## Start Materials provided

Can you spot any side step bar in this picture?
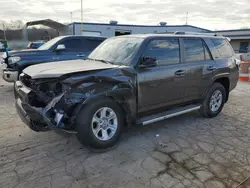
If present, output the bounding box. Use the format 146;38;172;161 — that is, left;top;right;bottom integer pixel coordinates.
136;105;201;125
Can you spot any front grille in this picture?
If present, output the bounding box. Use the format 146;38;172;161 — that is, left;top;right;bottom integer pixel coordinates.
19;73;31;88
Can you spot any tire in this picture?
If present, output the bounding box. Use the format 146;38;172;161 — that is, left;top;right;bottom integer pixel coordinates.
76;98;124;151
200;83;227;118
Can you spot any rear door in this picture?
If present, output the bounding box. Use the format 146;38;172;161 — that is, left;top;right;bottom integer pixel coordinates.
137;38;188;112
182;38;216;102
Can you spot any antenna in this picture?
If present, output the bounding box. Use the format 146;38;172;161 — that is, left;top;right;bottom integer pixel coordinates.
70;12;72;23
186;12;188;25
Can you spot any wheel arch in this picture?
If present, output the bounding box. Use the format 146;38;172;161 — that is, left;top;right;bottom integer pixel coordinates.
203;74;230;102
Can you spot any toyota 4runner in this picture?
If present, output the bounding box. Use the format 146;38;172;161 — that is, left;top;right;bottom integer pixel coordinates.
15;33;238;149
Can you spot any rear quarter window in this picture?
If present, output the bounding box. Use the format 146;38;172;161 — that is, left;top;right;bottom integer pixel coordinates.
211;39;234;58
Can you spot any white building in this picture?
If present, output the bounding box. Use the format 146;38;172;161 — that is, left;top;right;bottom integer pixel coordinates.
215;29;250;53
69;21;210;37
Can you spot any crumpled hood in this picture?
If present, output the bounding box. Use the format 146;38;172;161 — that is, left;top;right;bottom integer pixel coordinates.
8;49;47;57
23;60;118;79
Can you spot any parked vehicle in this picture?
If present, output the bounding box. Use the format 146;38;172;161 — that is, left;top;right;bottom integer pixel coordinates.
27;41;45;49
15;33;239;149
0;39;8;52
2;36;106;82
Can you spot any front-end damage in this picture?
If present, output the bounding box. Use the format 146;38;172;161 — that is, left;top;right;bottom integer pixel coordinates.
15;70;136;133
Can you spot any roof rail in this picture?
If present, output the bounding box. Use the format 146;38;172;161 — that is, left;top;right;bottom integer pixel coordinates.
174;31;218;36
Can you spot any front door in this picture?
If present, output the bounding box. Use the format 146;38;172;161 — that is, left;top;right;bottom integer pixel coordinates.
137;38;185;112
180;38;216;102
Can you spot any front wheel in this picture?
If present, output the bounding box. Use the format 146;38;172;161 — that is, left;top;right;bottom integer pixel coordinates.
76;98;124;149
200;83;226;118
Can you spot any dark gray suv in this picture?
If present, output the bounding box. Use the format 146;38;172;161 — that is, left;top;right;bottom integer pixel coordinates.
15;33;238;149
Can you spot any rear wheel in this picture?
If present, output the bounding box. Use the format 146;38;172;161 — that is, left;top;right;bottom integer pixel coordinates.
76;98;124;149
200;83;226;118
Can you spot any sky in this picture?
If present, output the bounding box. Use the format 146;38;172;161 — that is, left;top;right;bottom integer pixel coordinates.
0;0;250;30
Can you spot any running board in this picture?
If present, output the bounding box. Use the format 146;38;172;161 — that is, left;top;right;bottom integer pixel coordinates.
136;104;201;125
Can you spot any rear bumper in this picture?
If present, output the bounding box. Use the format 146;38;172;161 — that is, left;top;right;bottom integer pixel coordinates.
14;81;73;133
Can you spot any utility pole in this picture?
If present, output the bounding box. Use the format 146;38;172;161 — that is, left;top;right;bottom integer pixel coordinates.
81;0;83;35
3;23;7;41
186;12;188;25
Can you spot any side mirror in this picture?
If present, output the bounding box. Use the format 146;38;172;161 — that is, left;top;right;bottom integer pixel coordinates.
56;44;66;51
139;57;157;68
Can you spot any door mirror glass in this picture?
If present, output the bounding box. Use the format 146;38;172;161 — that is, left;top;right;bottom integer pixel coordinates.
140;56;157;68
56;44;66;51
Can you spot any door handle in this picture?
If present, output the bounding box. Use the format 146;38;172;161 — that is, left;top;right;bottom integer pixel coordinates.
77;54;85;57
174;70;186;76
207;65;216;71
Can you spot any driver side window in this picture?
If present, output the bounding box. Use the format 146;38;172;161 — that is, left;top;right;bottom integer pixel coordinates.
143;38;180;66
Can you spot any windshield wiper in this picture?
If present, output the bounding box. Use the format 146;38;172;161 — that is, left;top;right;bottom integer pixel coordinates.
87;58;114;65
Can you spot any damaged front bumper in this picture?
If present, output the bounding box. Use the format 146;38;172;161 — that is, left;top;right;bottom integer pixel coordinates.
15;81;75;133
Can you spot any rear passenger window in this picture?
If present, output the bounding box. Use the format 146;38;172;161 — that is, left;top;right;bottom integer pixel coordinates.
61;39;82;52
82;39;103;51
184;38;208;62
211;39;233;58
143;38;180;65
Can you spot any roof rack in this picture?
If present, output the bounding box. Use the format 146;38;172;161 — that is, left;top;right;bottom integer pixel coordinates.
174;31;219;36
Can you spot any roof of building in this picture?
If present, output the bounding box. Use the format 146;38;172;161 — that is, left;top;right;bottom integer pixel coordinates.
213;29;250;33
69;22;211;32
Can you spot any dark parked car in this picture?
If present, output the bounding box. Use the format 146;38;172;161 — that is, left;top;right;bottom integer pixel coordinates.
15;34;238;149
2;36;106;82
27;41;45;49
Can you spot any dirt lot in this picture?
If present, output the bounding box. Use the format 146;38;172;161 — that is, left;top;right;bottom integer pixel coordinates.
0;61;250;188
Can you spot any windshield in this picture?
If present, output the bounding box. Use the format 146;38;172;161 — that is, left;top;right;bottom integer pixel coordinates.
89;37;143;65
38;37;62;50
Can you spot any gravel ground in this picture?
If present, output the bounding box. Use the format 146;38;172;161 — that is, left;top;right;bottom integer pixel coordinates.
0;60;250;188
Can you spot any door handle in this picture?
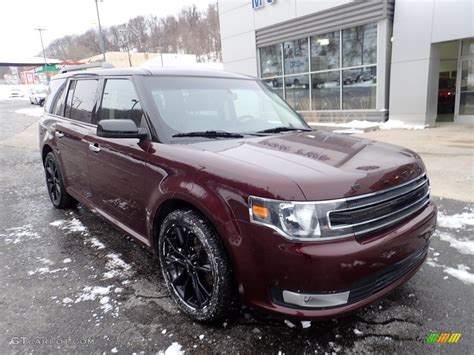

## End Materials provided

== Exercise aim ==
Render the records above as a numbered list, leaving out blank lines, and omit the pictures from your answer.

== Result ==
1. Can you spot any side step bar in this picture?
2. If present, output the bounding box. Use the format 146;38;172;161 — that is, left;top;right;bottom integer pixel coordinates.
3. 136;105;201;125
4. Can you spot any front grille in this picture?
5. If present, output the bounding box. Use the format 146;38;172;161 — that is, left;top;right;bottom integer pixel coordinates.
6. 19;73;31;88
7. Can you spot any tire in this picture?
8. If present, output the bounding box. Use the format 146;38;172;161 — that is, left;top;right;bottom integer pixel coordinates.
9. 76;98;124;151
10. 200;83;227;118
11. Can you spot any rear door in this picture?
12. If present, output the bounding box. Use the format 146;38;172;161 — that is, left;top;right;bottom integer pixel coordinates.
13. 137;38;188;112
14. 182;38;216;102
15. Can you spot any antenna in this picture?
16. If present, output the bounding box. Use the format 146;38;172;161 — that is, left;top;right;bottom integer pixel coordinates.
17. 70;12;72;23
18. 186;12;188;25
19. Can you spot any wheel arch in this picture?
20. If present, output the bounding box. Use the format 146;38;172;161 — that is, left;top;right;bottom integer pixel coordinates.
21. 203;74;230;102
22. Can you spot any toyota 4runner in this picture?
23. If present, output the bounding box. Use the format 146;38;172;161 — that is, left;top;right;bottom integer pixel coordinates.
24. 15;33;238;149
25. Can you spot any rear quarter window in this picture?
26. If present, output the bounding box. Use the format 146;38;172;161 — that is, left;top;right;bottom integer pixel coordinates.
27. 211;39;234;58
28. Can you spot any white building in this picture?
29. If present, output the bounding box. Use the format 146;38;172;161 — that is, left;top;right;bottom integer pixel coordinates.
30. 215;29;250;53
31. 69;21;210;37
32. Can you spot any crumpled hood in this picture?
33. If present, output the bounding box. Use the format 146;38;172;161 — that is, left;top;right;bottom integer pixel coordinates.
34. 8;49;47;57
35. 23;60;118;79
36. Can you spot any parked vehicle in this picture?
37. If present, output the bounding box. Use the format 146;38;172;161 — that is, left;top;right;bottom integer pixel coordinates.
38. 27;41;45;49
39. 15;33;239;149
40. 0;39;8;52
41. 2;36;106;82
42. Can you spot any front-end damage in this picture?
43. If present, output the bounding box. Use the format 146;38;172;161 — that is, left;top;right;bottom integer pixel coordinates.
44. 15;70;136;133
45. Can you spot any roof rail in this picture?
46. If present, output the bounding box. Use the format 146;38;172;161 — that is, left;top;right;bottom integer pixel coordinates.
47. 174;31;218;36
48. Can you spot any front door in this picture?
49. If present, output the bounding box. Use the format 146;38;172;161 — that is, left;top;right;bottom integer pixel coordinates.
50. 137;38;185;112
51. 180;38;216;102
52. Can you spot any front wheel in this picture?
53. If present, output the bounding box. Use the format 146;38;172;161 — that is, left;top;right;bottom integer pixel coordinates.
54. 76;98;124;149
55. 200;83;226;118
56. Can you spot any dark gray suv in this picture?
57. If present, output the bounding box. Use the format 146;38;172;161 — that is, left;top;right;bottom integer pixel coordinates.
58. 15;33;238;149
59. Can you spot any rear wheel in this picture?
60. If present, output the bounding box. Use the format 146;38;172;161 — that is, left;top;right;bottom integer pixel coordinates.
61. 76;98;124;149
62. 200;83;226;118
63. Can you spot any sky in this picture?
64. If present, output the bounding box. Use the format 146;38;172;161 — that is, left;top;right;bottom integer pixel coordinates.
65. 0;0;250;30
66. Can you spot any running board in this picture?
67. If present, output the bounding box. Use the format 146;38;172;161 — that is, left;top;right;bottom integer pixel coordinates.
68. 136;104;201;125
69. Can you spot any rear bumper in this picture?
70. If present, output the bounding box. Use the format 146;38;172;161 — that is, left;top;right;bottom integer pixel coordinates.
71. 14;81;73;133
72. Can you spot any utility pole in this picture?
73. If present, output the bounding box. Use the format 146;38;172;161 — that is, left;top;right;bottom integer pixel coordinates.
74. 81;0;83;35
75. 3;23;7;41
76. 186;12;188;25
77. Can you spot any side mirror in this picture?
78. If present, output the bounding box. Use the format 146;38;172;161 — that is, left;top;right;bottom integer pixel coordinates.
79. 56;44;66;51
80. 139;57;157;68
81. Can you spot any door mirror glass in this picture?
82. If present, output the bounding box. Use the format 146;38;172;161 — that is, left;top;right;bottom integer pixel coordinates.
83. 140;56;157;68
84. 56;44;66;51
85. Can you spot any door handle in this picture?
86. If present, output the bounding box. Use the format 146;38;172;161 — that is, left;top;right;bottom integer pixel coordinates.
87. 77;54;85;57
88. 174;70;186;76
89. 207;65;216;71
90. Can you spot any driver side window in this picture?
91. If present, output the bounding box. Use the format 146;38;172;161 — that is, left;top;right;bottom integer pixel coordinates.
92. 143;38;180;66
93. Can you spot any windshield wiper in this picture?
94. If present, output the bounding box. Use the format 146;38;172;161 — that is, left;top;right;bottom integer pixel coordinates.
95. 87;58;114;65
96. Can you spot any damaged front bumper in this picture?
97. If present, output the bounding box. Use the format 146;38;172;161 — that is, left;top;right;bottom integer pixel coordinates.
98. 15;81;75;133
99. Can you spot any rear passenger window in this picture?
100. If present, output the bounding box. Use the format 146;38;172;161 — that is, left;top;right;bottom integer pixel coordinates.
101. 61;39;82;52
102. 82;39;103;51
103. 184;38;208;62
104. 211;39;233;58
105. 143;38;180;65
106. Can you spot any roof rack in this picture?
107. If present, output the bounding box. Use the format 146;38;172;161 — that is, left;top;right;bottom integer pixel coordinates.
108. 174;31;219;36
109. Can you spot any roof of building in this picture?
110. If present, output the bounding box. Use the format 146;38;172;161 — that is, left;top;right;bottom integer pixel coordinates.
111. 213;29;250;33
112. 69;22;211;32
113. Can you spot any dark parked car in this picture?
114. If present, output the bounding box. Use the format 146;38;172;161 — that is, left;top;right;bottom integer pixel coordinates.
115. 15;34;238;149
116. 2;36;106;82
117. 27;41;45;49
118. Can you spot any dirt lot in this picture?
119. If present, output the bounding box. Use the format 146;38;172;161 — that is, left;top;right;bottom integer pixel coordinates.
120. 0;61;250;188
121. Can you spot any windshield in this picture?
122. If present, output the bounding box. Use the format 146;38;172;161 — that is, left;top;right;bottom integer pixel coordinates.
123. 89;37;143;65
124. 38;37;62;50
125. Can you spot any gravel ground in this picture?
126. If present, output the bounding box. Use the format 146;38;172;161 — that is, left;top;right;bottom integer pixel coordinates.
127. 0;60;250;188
128. Can you spot any door handle in this picture?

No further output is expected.